Put the lines below into a numbered list, and omit any blank lines.

Supplied records >>

======

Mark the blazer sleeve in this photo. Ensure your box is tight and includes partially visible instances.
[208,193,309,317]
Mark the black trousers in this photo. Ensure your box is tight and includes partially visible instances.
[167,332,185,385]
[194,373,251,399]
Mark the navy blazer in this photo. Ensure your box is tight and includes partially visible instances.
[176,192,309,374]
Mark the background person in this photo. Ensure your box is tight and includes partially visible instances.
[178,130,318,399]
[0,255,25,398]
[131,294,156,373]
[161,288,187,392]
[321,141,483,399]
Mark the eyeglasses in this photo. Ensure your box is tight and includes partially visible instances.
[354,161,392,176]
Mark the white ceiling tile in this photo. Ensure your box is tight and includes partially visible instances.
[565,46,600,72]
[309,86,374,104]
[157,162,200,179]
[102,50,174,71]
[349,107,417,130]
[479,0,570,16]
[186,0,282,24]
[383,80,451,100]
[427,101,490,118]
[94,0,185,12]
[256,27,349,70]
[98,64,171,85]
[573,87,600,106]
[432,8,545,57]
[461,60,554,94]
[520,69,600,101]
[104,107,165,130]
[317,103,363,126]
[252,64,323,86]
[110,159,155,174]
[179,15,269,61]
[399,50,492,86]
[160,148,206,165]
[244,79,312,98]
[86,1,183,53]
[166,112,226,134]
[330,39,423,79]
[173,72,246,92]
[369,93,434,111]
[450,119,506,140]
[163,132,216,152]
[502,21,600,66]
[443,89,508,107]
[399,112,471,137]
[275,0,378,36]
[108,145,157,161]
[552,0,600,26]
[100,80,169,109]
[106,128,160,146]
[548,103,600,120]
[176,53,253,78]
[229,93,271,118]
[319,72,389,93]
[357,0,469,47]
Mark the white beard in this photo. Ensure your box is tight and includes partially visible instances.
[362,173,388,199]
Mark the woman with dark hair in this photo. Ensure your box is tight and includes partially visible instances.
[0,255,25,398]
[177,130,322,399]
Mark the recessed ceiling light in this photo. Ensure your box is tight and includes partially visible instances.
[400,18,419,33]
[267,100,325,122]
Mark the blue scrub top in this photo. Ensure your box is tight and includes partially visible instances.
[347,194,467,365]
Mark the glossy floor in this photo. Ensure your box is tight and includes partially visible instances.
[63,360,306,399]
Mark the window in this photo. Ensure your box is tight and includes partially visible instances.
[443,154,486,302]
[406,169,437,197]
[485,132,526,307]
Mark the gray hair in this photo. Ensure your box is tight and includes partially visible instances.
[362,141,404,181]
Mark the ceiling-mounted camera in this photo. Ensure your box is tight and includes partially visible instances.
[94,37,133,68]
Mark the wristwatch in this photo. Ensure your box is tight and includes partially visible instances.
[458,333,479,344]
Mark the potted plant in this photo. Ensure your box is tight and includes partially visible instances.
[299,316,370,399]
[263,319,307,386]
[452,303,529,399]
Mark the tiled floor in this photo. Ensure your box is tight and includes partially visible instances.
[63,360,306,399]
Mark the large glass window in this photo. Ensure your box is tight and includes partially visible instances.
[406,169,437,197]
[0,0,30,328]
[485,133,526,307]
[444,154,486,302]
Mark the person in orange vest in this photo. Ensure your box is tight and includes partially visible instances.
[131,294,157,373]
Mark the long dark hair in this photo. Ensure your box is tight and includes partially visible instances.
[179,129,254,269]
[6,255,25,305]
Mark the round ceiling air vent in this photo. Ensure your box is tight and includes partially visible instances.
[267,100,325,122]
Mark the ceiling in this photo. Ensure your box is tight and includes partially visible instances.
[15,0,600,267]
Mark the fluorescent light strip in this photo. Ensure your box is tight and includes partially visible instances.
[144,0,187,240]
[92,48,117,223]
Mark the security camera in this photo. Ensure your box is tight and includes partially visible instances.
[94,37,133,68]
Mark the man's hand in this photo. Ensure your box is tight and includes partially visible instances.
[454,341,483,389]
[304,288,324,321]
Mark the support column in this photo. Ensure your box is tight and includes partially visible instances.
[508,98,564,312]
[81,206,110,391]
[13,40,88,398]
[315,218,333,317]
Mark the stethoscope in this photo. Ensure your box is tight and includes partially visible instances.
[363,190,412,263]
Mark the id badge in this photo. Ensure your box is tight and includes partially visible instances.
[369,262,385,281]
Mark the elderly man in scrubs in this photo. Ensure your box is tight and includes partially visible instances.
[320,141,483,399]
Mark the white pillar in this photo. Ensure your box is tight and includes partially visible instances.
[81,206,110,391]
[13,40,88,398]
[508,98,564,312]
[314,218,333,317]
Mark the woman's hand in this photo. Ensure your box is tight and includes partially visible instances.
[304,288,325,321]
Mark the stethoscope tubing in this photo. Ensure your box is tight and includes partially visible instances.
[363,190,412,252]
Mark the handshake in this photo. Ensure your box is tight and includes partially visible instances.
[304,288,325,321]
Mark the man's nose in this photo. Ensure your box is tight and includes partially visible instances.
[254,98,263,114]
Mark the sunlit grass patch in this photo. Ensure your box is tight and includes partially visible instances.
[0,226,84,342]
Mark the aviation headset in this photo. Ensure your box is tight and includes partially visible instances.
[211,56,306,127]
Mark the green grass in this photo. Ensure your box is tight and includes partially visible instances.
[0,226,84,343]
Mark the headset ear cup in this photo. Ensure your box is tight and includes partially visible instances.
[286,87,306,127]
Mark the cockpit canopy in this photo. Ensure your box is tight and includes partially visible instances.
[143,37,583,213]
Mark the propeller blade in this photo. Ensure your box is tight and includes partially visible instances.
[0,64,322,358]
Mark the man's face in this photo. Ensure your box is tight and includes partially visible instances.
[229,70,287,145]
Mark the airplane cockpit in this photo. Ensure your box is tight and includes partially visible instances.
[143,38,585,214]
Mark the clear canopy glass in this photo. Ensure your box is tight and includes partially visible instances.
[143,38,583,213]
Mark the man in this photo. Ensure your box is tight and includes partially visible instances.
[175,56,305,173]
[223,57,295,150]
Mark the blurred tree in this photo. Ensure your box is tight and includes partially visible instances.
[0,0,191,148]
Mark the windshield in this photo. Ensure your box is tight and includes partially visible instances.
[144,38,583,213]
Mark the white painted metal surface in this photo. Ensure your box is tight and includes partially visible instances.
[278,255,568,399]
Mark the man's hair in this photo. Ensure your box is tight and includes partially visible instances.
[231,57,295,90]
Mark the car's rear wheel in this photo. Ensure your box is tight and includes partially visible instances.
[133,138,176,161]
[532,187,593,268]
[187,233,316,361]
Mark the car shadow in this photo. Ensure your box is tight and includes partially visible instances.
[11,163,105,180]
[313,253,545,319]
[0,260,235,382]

======

Reply to the exercise >>
1. Mark the blazer sleeve in this photo. Ensure your box is tight and includes partially visible instances.
2. [208,193,309,317]
3. Mark the black trousers in this photo. Ensure your box is tight and includes partially visible instances.
4. [167,332,185,385]
5. [194,373,251,399]
6. Mark the navy blazer in this photo. Ensure your box is tight and includes partially visible instances.
7. [176,192,309,374]
8. Mark the background person in this photo. Ensure your box is tight and includes partially visible instances.
9. [178,130,318,399]
10. [0,255,25,398]
11. [131,294,156,373]
12. [161,288,187,392]
13. [321,141,483,399]
14. Mark the eyeglasses in this photo. Ensure your box is tight and includes partially visible instances.
15. [354,161,392,176]
16. Mark the white ceiling tile in this photo. Ensure your box is tight and includes partially visible instances.
17. [565,46,600,72]
18. [309,86,374,104]
19. [157,162,200,179]
20. [102,50,174,71]
21. [349,107,417,130]
22. [479,0,570,16]
23. [186,0,282,24]
24. [383,80,451,100]
25. [427,101,490,118]
26. [94,0,185,12]
27. [256,27,349,70]
28. [98,64,171,85]
29. [573,87,600,106]
30. [432,8,545,57]
31. [461,60,554,94]
32. [520,69,600,101]
33. [104,107,165,130]
34. [317,103,363,126]
35. [252,64,323,86]
36. [110,159,155,174]
37. [179,15,269,61]
38. [399,50,492,86]
39. [160,148,206,165]
40. [244,79,312,98]
41. [86,1,183,53]
42. [166,112,226,134]
43. [330,39,423,79]
44. [173,72,246,92]
45. [369,93,434,111]
46. [450,119,506,140]
47. [163,132,216,152]
48. [502,21,600,66]
49. [443,89,508,107]
50. [399,112,471,137]
51. [275,0,378,36]
52. [108,145,157,161]
53. [552,0,600,26]
54. [100,80,169,109]
55. [106,128,160,146]
56. [548,103,600,120]
57. [176,53,253,78]
58. [229,93,271,118]
59. [319,72,389,93]
60. [357,0,469,47]
61. Mark the white beard in this photo. Ensure your box is tight and includes partially visible instances.
62. [362,173,388,199]
63. Mark the woman with dark hair in this photo. Ensure your box is tight and includes partially visible instances.
64. [0,255,25,398]
65. [177,130,322,399]
66. Mark the recessed ceiling light in this photo. Ensure your box is tight and includes partially visible instances.
67. [400,18,419,33]
68. [267,100,325,122]
69. Mark the blue scrub top in this photo. Ensure your box is tight and includes partially visible instances.
70. [347,194,467,365]
71. Mark the glossy floor in this photo. Ensure your box is tight and includes partially visible instances.
72. [63,360,306,399]
73. Mark the window in this photo. Ensure your box is tight and includes partially visible instances.
74. [443,154,486,302]
75. [406,169,437,197]
76. [485,132,526,307]
77. Mark the gray hair in this photo. Ensure your box is tight and includes partially visible instances.
78. [362,141,404,181]
79. Mark the ceiling-mounted camera in this photo. Ensure your box is tight and includes partially visible instances.
80. [94,37,133,68]
81. Mark the wristwatch in this photo. Ensure your box is tight and includes partially visible instances.
82. [458,333,479,344]
83. Mark the potted plant in this photo. Ensure your box is tight and includes partially visible instances.
84. [299,316,370,399]
85. [263,319,307,386]
86. [452,303,529,399]
87. Mark the tiled floor in this photo. Ensure your box is tight and includes partially visible instances.
88. [63,360,306,399]
89. Mark the large glass window in this photo. Ensure your box is tight and includes partially visible instances.
90. [406,169,437,197]
91. [0,0,30,328]
92. [485,133,526,307]
93. [444,154,486,302]
94. Mark the person in orange vest in this photo. Ensure your box is tight and includes partially visible instances.
95. [131,294,157,373]
96. Mark the long dark hair in this photo. Ensure your box is tight and includes partially visible instances.
97. [179,129,254,269]
98. [6,255,25,305]
99. Mark the round ceiling air vent in this photo. Ensure your box is tight and includes partially visible instances.
100. [267,100,325,122]
101. Mark the ceiling in this photo. Ensure your box is tight and includes partially visible instances.
102. [15,0,600,267]
103. Mark the fluorescent light strip in this photo. Ensure your box is tight and includes partially visible instances.
104. [144,0,187,240]
105. [92,48,117,223]
106. Mark the security camera in this photo. Ensure your box is tight and includes partially visible instances.
107. [94,37,133,68]
108. Mark the man's hand in this photo. Ensure your box is tight and includes partially visible instances.
109. [454,341,483,389]
110. [304,288,324,321]
111. Mark the support column in this photo. Ensure your box is tight and includes partially visible instances.
112. [508,98,564,312]
113. [81,206,110,391]
114. [13,40,88,398]
115. [315,218,333,317]
116. Mark the stethoscope in this photo. Ensure your box is tight and includes partially visible instances.
117. [363,190,412,263]
118. Mark the id badge in this photo. Ensure your box is tight and includes partially visible instances.
119. [369,262,385,281]
120. Mark the elderly man in scrubs in this photo. Ensure your box is tight and includes partially visible instances.
121. [320,141,483,399]
122. Mark the white pillar in this photo. Ensure your box is tight and includes partially visible instances.
123. [81,206,110,391]
124. [13,40,88,398]
125. [508,98,564,312]
126. [314,218,333,317]
127. Mark the woman's hand in this photo. Ensure your box is tight and includes partially visible instances.
128. [304,288,325,321]
129. Mark the stethoscope tubing in this photo. Ensure your box is tight and includes partially visible instances.
130. [363,190,412,252]
131. Mark the handshake in this photo. Ensure your box is tight and includes partially visible instances.
132. [304,288,325,321]
133. Mark the man's nose in this photo. Ensure your box is tight and includes partially visible instances.
134. [254,98,263,114]
135. Mark the sunlit grass patch in this photo. Ensure your box is tight and includes partially visible instances.
136. [0,226,84,342]
137. Mark the aviation headset in this photo. Ensure your box is tight and includes partially visible instances.
138. [211,56,306,127]
139. Mark the green grass in this photo. Ensure your box is tight and includes partially visible instances.
140. [0,226,84,343]
141. Mark the headset ear cup in this photo. Ensure your box is tight and includes partially visible instances.
142. [286,87,306,127]
143. Mark the cockpit canopy in this photo. Ensure your box is tight and includes partially visible instances.
144. [143,37,583,213]
145. Mark the propeller blade in this photo. Ensure your box is tight and includes partially visible instances.
146. [0,64,322,358]
147. Mark the man's face in this photo. Ensure your box is tight and includes partially visible instances.
148. [229,70,287,145]
149. Mark the airplane cockpit in this photo. Ensure your box is tight and includes partially visible instances.
150. [143,38,585,214]
151. Mark the clear canopy glass in this photo. Ensure your box is tight and includes partially visible instances.
152. [143,38,583,213]
153. Mark the man in this photo. Ensure your box is tight and includes partially visible instances.
154. [175,56,305,173]
155. [223,57,295,150]
156. Mark the blurred tree in this photo. Ensure your box is tight and includes partially visible instances.
157. [0,0,191,148]
158. Mark the windshield in this photo. Ensure your box is tight and includes partially visible instances.
159. [144,38,583,213]
160. Mark the white painted metal surface in this photo. Ensure your box is tight and includes partially visible instances.
161. [278,255,568,399]
162. Mark the man's hair in this photo. Ensure your box is tight and includes partially visible instances.
163. [231,57,295,90]
164. Mark the car's rear wheel in this photo. Ensure your box is tight and includes partially visible instances.
165. [133,138,176,161]
166. [532,187,593,268]
167. [187,233,316,361]
168. Mark the car shadow in this photo. Ensure your box is tight and includes partially visible instances.
169. [11,163,105,180]
170. [313,253,545,319]
171. [0,260,235,382]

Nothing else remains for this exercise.